Top of ENTRIES PROVIDED

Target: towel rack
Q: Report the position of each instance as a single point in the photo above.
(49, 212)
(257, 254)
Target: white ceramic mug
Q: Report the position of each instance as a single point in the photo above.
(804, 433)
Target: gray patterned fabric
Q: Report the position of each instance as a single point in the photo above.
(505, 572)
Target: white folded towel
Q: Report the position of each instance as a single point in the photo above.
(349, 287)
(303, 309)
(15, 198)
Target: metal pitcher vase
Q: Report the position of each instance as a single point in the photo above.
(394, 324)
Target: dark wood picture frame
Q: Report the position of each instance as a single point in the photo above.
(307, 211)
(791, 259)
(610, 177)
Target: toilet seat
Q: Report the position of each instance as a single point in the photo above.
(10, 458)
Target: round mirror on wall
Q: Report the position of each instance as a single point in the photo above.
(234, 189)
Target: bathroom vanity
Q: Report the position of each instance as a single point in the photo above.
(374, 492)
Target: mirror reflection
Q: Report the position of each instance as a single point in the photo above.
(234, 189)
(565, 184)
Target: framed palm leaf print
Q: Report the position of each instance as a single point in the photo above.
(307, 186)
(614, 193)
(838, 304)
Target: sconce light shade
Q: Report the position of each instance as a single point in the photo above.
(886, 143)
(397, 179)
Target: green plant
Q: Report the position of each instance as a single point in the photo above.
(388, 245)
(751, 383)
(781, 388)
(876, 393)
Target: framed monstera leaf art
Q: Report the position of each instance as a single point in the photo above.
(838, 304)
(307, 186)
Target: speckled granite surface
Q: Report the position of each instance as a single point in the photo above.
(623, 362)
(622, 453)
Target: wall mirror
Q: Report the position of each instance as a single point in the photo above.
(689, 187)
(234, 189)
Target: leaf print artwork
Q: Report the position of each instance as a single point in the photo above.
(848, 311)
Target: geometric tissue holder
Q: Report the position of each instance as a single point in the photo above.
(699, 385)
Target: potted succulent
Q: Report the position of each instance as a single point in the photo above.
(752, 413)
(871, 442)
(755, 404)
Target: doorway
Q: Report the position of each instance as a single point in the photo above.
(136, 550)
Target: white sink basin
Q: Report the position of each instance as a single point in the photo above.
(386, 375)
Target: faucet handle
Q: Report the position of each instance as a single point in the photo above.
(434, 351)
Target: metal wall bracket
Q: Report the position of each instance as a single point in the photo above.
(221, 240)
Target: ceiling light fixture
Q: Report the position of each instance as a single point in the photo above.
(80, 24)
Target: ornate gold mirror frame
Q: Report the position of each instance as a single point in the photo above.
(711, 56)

Bottom of ENTRIES PROVIDED

#### PROBLEM
Looking at the entries above, copy out every line in which "framed" occurs.

#### RESPONSE TO THE EXERCISE
Target: framed palm leaf print
Target: framed monstera leaf art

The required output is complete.